━━━ Extracted material ━━━

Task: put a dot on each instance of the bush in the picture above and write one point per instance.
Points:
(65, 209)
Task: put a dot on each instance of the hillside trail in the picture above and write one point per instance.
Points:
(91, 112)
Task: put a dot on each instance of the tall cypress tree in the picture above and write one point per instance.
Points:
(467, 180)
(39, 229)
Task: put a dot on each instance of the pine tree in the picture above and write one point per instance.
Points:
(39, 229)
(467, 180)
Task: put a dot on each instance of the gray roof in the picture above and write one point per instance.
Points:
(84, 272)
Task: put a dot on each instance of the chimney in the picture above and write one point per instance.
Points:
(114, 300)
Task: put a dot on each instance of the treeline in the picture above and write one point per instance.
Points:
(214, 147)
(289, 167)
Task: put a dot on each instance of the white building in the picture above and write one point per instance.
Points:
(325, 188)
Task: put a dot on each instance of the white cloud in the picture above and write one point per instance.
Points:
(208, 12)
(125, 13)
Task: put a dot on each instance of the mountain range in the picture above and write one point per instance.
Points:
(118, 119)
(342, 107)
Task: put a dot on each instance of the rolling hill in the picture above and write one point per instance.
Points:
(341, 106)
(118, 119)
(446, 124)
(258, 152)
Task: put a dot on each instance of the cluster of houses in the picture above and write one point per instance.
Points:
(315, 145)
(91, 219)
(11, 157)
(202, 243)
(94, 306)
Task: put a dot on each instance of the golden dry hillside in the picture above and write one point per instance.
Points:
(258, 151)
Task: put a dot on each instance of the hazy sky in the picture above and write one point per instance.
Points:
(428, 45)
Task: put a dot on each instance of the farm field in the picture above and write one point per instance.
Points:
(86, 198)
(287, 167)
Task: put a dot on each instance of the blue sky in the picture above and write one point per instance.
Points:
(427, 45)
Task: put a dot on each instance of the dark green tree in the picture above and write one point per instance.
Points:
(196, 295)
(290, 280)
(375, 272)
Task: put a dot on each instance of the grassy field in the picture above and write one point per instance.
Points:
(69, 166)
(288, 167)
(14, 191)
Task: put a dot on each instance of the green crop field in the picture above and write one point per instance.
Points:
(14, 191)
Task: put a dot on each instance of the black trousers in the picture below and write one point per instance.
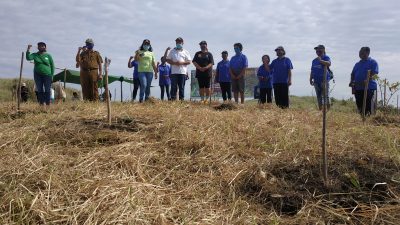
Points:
(265, 95)
(226, 90)
(166, 89)
(359, 94)
(281, 92)
(136, 85)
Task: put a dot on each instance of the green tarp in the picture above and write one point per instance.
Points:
(72, 76)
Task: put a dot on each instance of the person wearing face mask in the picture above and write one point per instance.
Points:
(237, 69)
(265, 80)
(90, 63)
(282, 77)
(359, 80)
(203, 61)
(43, 72)
(165, 81)
(147, 65)
(179, 59)
(317, 75)
(223, 77)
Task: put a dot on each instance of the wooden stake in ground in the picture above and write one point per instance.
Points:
(107, 95)
(365, 95)
(324, 109)
(65, 77)
(211, 90)
(19, 82)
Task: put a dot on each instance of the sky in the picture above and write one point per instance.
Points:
(119, 27)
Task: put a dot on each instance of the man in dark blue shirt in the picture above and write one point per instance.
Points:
(223, 77)
(359, 76)
(136, 81)
(317, 75)
(282, 77)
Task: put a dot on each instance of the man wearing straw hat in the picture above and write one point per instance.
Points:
(359, 76)
(90, 62)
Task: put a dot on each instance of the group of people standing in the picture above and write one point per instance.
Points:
(274, 77)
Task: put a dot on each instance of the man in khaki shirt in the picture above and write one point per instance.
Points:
(90, 62)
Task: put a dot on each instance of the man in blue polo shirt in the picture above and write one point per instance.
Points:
(359, 78)
(136, 81)
(237, 69)
(282, 77)
(265, 80)
(223, 77)
(317, 75)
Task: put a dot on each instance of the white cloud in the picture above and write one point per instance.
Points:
(118, 27)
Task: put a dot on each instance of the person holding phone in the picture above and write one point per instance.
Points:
(146, 68)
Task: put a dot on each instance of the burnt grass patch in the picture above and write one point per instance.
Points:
(225, 106)
(353, 182)
(387, 120)
(91, 132)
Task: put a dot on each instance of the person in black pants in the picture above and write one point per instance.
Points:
(282, 77)
(136, 81)
(265, 80)
(366, 66)
(223, 77)
(203, 61)
(164, 71)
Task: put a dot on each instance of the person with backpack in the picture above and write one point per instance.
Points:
(317, 75)
(43, 71)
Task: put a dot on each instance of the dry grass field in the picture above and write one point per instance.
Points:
(186, 163)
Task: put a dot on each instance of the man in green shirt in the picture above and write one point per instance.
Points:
(43, 71)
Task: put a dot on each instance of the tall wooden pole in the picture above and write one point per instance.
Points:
(19, 82)
(324, 109)
(106, 94)
(121, 92)
(365, 95)
(384, 93)
(65, 77)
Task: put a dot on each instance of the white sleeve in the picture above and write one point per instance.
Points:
(188, 56)
(169, 56)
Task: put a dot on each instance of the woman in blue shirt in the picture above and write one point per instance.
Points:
(265, 80)
(317, 75)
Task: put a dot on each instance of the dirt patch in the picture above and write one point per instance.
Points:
(91, 133)
(387, 120)
(225, 106)
(122, 124)
(286, 188)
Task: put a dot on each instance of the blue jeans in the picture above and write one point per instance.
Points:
(145, 84)
(43, 85)
(319, 92)
(177, 80)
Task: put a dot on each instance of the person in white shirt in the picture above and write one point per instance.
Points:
(179, 59)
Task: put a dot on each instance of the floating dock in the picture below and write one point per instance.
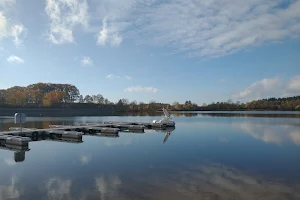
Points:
(17, 139)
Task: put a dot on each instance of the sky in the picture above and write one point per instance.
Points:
(168, 50)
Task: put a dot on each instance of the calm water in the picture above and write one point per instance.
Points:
(208, 156)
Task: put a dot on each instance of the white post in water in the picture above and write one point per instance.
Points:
(20, 118)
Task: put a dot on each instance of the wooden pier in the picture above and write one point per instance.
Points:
(17, 139)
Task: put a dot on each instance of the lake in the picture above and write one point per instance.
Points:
(242, 155)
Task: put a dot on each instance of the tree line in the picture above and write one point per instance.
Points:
(68, 96)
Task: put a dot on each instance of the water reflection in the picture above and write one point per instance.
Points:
(201, 181)
(276, 134)
(11, 190)
(204, 158)
(58, 189)
(166, 130)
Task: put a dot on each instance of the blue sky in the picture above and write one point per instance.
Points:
(144, 50)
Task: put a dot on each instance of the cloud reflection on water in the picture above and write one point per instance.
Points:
(10, 191)
(58, 189)
(276, 134)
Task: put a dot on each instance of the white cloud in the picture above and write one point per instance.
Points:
(64, 16)
(15, 59)
(270, 87)
(128, 78)
(112, 76)
(294, 84)
(260, 89)
(18, 32)
(140, 89)
(10, 30)
(86, 61)
(200, 28)
(3, 24)
(85, 159)
(108, 35)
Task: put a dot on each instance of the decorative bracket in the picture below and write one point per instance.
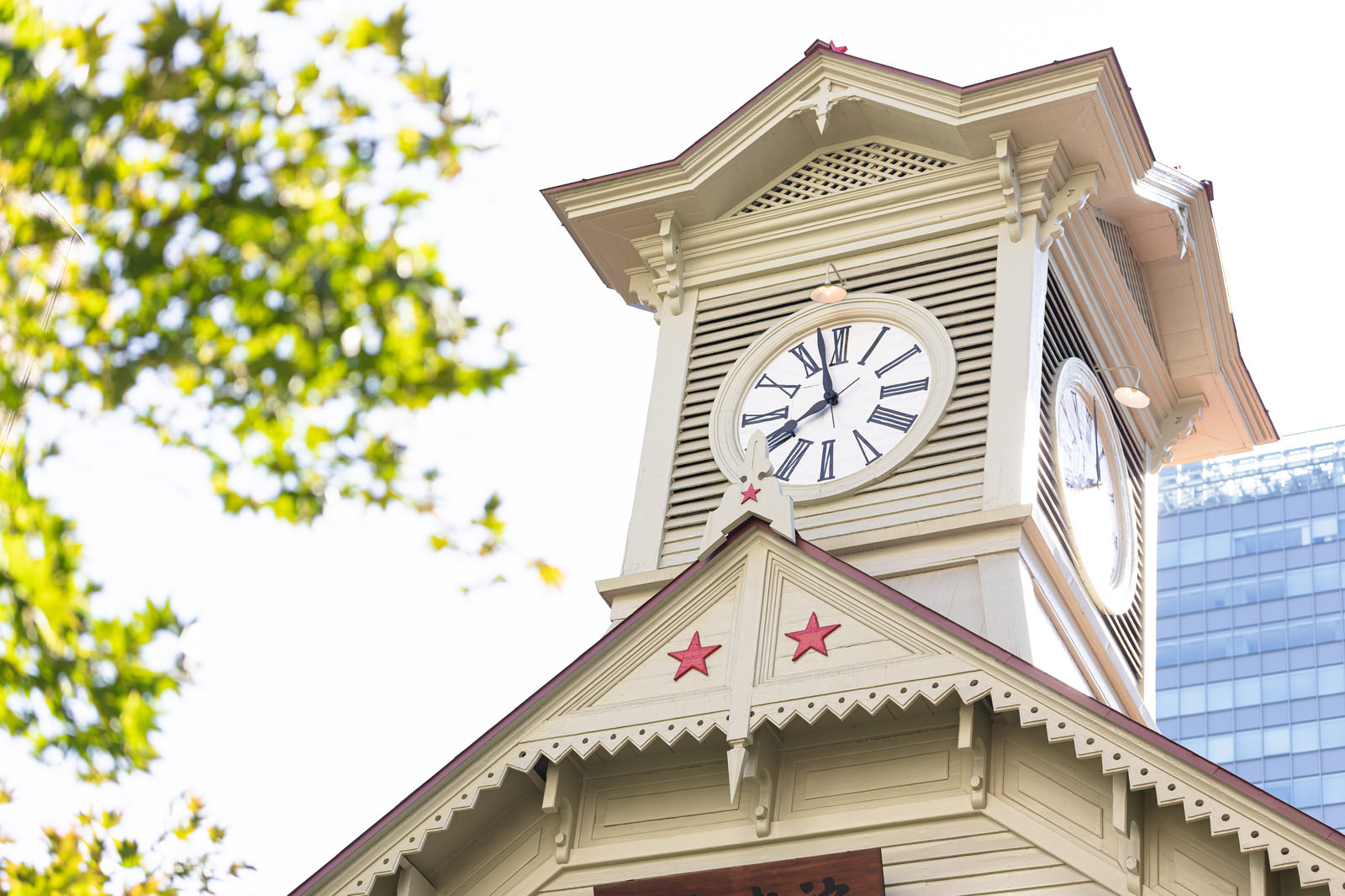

━━━

# Task details:
Give the number of lines in the listing above that contain "black", and nothing else.

# Problem solution:
2